Type out the records that follow, exactly as given.

***** SOURCE RECORDS *****

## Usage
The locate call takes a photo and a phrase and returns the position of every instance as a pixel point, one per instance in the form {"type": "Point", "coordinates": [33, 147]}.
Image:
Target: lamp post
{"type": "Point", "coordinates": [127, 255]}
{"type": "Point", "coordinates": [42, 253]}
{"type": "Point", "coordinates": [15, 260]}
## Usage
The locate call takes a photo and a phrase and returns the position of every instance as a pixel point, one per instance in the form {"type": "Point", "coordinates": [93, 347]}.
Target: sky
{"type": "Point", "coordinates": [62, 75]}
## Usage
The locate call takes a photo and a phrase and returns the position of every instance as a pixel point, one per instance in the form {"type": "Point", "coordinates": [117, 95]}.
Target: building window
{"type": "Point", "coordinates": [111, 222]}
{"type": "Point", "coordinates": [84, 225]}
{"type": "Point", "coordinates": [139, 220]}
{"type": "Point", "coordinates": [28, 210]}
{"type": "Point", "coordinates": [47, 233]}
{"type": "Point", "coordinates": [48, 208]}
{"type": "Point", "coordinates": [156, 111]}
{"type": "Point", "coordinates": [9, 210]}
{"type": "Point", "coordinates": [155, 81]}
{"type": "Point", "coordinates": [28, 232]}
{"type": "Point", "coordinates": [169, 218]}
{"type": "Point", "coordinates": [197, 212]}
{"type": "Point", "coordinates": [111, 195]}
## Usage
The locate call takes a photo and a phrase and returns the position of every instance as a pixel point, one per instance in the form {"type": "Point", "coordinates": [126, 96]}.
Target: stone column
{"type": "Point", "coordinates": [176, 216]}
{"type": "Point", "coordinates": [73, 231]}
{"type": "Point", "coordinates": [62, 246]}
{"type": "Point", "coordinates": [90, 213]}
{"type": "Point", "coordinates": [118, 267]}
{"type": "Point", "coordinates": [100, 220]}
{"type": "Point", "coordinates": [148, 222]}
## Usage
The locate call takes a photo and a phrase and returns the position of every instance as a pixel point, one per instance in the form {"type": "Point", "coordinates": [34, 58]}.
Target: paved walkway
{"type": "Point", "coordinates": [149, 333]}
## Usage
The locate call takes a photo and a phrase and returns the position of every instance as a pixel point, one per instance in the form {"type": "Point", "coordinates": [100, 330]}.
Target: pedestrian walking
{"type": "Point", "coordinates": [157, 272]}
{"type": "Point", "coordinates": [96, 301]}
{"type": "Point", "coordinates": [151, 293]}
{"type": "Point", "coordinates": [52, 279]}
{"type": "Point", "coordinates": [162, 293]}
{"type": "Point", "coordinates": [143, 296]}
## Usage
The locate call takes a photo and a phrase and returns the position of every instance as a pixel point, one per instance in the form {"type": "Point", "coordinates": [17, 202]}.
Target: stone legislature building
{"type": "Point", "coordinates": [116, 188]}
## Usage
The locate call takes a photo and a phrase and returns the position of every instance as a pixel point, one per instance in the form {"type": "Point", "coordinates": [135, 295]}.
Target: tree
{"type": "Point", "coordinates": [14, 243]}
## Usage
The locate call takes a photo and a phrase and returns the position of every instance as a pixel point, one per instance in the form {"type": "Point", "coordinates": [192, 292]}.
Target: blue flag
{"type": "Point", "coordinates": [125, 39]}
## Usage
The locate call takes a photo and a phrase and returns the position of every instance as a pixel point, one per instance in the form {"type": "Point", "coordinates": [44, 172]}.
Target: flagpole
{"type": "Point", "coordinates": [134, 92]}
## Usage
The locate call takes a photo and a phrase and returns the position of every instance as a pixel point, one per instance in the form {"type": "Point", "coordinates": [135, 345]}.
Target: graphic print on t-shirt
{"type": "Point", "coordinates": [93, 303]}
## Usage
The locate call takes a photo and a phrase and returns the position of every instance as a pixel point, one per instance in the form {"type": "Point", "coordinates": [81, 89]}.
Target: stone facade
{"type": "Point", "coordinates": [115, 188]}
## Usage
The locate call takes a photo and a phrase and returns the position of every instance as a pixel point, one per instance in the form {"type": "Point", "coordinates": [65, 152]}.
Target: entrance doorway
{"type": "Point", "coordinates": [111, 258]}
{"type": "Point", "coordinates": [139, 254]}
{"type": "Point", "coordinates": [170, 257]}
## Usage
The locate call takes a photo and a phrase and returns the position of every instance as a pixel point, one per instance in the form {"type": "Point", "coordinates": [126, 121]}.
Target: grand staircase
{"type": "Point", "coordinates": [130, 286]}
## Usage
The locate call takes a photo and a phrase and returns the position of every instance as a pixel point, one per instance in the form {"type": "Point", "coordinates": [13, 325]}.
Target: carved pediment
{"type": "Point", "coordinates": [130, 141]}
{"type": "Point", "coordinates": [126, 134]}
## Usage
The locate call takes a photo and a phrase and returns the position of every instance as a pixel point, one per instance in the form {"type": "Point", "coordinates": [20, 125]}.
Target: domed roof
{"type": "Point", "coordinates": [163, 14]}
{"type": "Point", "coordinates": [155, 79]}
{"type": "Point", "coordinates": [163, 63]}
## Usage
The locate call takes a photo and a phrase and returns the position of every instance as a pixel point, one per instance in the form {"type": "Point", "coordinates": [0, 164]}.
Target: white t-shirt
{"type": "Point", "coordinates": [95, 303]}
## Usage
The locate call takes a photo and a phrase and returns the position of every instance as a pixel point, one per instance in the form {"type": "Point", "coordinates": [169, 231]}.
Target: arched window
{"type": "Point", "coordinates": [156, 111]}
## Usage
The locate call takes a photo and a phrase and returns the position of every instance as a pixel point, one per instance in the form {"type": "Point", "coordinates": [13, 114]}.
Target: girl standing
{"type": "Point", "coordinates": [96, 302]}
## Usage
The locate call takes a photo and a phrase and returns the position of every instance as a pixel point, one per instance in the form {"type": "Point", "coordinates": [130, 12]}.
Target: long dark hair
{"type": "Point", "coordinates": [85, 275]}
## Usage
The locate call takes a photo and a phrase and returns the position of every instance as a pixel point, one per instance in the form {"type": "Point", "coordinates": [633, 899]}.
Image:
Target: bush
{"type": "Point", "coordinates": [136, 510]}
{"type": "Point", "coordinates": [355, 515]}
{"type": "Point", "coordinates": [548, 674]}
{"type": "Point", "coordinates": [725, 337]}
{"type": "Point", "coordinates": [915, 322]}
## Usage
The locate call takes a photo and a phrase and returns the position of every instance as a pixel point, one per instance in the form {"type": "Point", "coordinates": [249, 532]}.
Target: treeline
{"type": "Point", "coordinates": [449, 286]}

*****

TASK ANSWER:
## Usage
The locate call takes a photo and a phrase and returns the position of every instance as a pixel point, one per instance in the form {"type": "Point", "coordinates": [33, 147]}.
Image:
Target: lamp post
{"type": "Point", "coordinates": [127, 255]}
{"type": "Point", "coordinates": [42, 253]}
{"type": "Point", "coordinates": [15, 260]}
## Usage
The locate call takes a photo and a phrase and returns the position of every instance as a pixel point, one per instance in the form {"type": "Point", "coordinates": [93, 347]}.
Target: sky
{"type": "Point", "coordinates": [62, 75]}
## Usage
The locate call takes a photo and a phrase and returns the position of every instance as a pixel point, one per instance in the form {"type": "Point", "coordinates": [117, 95]}.
Target: building window
{"type": "Point", "coordinates": [111, 222]}
{"type": "Point", "coordinates": [84, 225]}
{"type": "Point", "coordinates": [139, 220]}
{"type": "Point", "coordinates": [28, 210]}
{"type": "Point", "coordinates": [47, 233]}
{"type": "Point", "coordinates": [48, 208]}
{"type": "Point", "coordinates": [156, 111]}
{"type": "Point", "coordinates": [9, 210]}
{"type": "Point", "coordinates": [155, 81]}
{"type": "Point", "coordinates": [28, 232]}
{"type": "Point", "coordinates": [169, 218]}
{"type": "Point", "coordinates": [197, 212]}
{"type": "Point", "coordinates": [111, 195]}
## Usage
The locate call takes a photo and a phrase and returns the position of every instance as a pixel point, one per instance in the form {"type": "Point", "coordinates": [126, 96]}.
Target: stone column
{"type": "Point", "coordinates": [176, 216]}
{"type": "Point", "coordinates": [73, 231]}
{"type": "Point", "coordinates": [62, 246]}
{"type": "Point", "coordinates": [90, 213]}
{"type": "Point", "coordinates": [118, 267]}
{"type": "Point", "coordinates": [100, 220]}
{"type": "Point", "coordinates": [148, 222]}
## Usage
The locate call takes a photo and a phrase and returns the position of every instance as a pixel point, one per instance in the form {"type": "Point", "coordinates": [34, 58]}.
Target: paved walkway
{"type": "Point", "coordinates": [149, 333]}
## Usage
The locate call takes a photo and a phrase and returns the position of every instance as a pixel point, one per instance in the form {"type": "Point", "coordinates": [100, 330]}.
Target: pedestrian walking
{"type": "Point", "coordinates": [157, 272]}
{"type": "Point", "coordinates": [96, 301]}
{"type": "Point", "coordinates": [151, 293]}
{"type": "Point", "coordinates": [52, 279]}
{"type": "Point", "coordinates": [162, 293]}
{"type": "Point", "coordinates": [143, 296]}
## Usage
The locate call takes a photo and a phrase and returns the position of every instance as a pixel point, one per instance in the form {"type": "Point", "coordinates": [17, 202]}.
Target: stone legislature building
{"type": "Point", "coordinates": [116, 188]}
## Usage
The locate call takes a photo and a phrase and returns the position of every instance as a pixel point, one per instance in the form {"type": "Point", "coordinates": [135, 295]}.
Target: tree
{"type": "Point", "coordinates": [14, 243]}
## Usage
The locate call takes a photo and a phrase and returns the position of every instance as a pixel point, one per instance in the form {"type": "Point", "coordinates": [192, 292]}.
Target: blue flag
{"type": "Point", "coordinates": [125, 39]}
## Usage
The locate call takes a photo and a phrase and returns the position of every instance as a pixel point, one per instance in the form {"type": "Point", "coordinates": [44, 172]}.
Target: flagpole
{"type": "Point", "coordinates": [134, 92]}
## Usage
The locate call takes a photo and a phrase and returns the position of every instance as a pixel point, one per instance in the form {"type": "Point", "coordinates": [135, 345]}.
Target: graphic print on t-shirt
{"type": "Point", "coordinates": [93, 303]}
## Usage
The locate call takes a photo and a phrase and returns the position of every instance as a pixel point, one per instance in the form {"type": "Point", "coordinates": [81, 89]}.
Target: stone facade
{"type": "Point", "coordinates": [115, 188]}
## Usage
The locate call takes a photo and a phrase and returns the position of every instance as a pixel point, one per instance in the form {"type": "Point", "coordinates": [65, 152]}.
Target: entrance doorway
{"type": "Point", "coordinates": [111, 258]}
{"type": "Point", "coordinates": [139, 254]}
{"type": "Point", "coordinates": [170, 257]}
## Usage
The locate call takes a photo and a phrase and returns the position of every instance as a pixel point, one per instance in the form {"type": "Point", "coordinates": [126, 121]}.
Target: grand staircase
{"type": "Point", "coordinates": [130, 286]}
## Usage
The locate call takes a photo and a phrase and returns the position of every instance as a pixel point, one per instance in the form {"type": "Point", "coordinates": [13, 325]}.
Target: carved pediment
{"type": "Point", "coordinates": [130, 141]}
{"type": "Point", "coordinates": [126, 134]}
## Usage
The locate call takes a photo and a phrase and returns the position of every instance as a pixel point, one per instance in the form {"type": "Point", "coordinates": [20, 125]}.
Target: domed roof
{"type": "Point", "coordinates": [163, 14]}
{"type": "Point", "coordinates": [155, 79]}
{"type": "Point", "coordinates": [163, 63]}
## Usage
The locate call takes a photo and a phrase and returns the position of every instance as a pixel point, one per instance in the form {"type": "Point", "coordinates": [0, 164]}.
Target: white t-shirt
{"type": "Point", "coordinates": [95, 303]}
## Usage
The locate call takes a photo and a phrase and returns the position of every instance as a pixel point, one per instance in the form {"type": "Point", "coordinates": [169, 231]}.
Target: arched window
{"type": "Point", "coordinates": [156, 111]}
## Usage
The locate call takes a photo and a phrase and returns the position of every instance as a pixel point, one per instance in the form {"type": "Point", "coordinates": [13, 114]}.
Target: girl standing
{"type": "Point", "coordinates": [96, 302]}
## Usage
The locate call takes a photo and a phrase and returns the position of every instance as a pixel point, one per instance in the form {"type": "Point", "coordinates": [130, 12]}.
Target: long dark hair
{"type": "Point", "coordinates": [85, 275]}
## Usage
The locate call takes a photo and a phrase and returns the position of every instance as a pixel point, one per instance in the form {"type": "Point", "coordinates": [633, 899]}.
Image:
Target: bush
{"type": "Point", "coordinates": [136, 510]}
{"type": "Point", "coordinates": [355, 515]}
{"type": "Point", "coordinates": [548, 674]}
{"type": "Point", "coordinates": [725, 337]}
{"type": "Point", "coordinates": [915, 322]}
## Usage
The locate call takes a photo and a phrase and returns the position of every instance as a pixel point, one per instance in the form {"type": "Point", "coordinates": [249, 532]}.
Target: treeline
{"type": "Point", "coordinates": [449, 286]}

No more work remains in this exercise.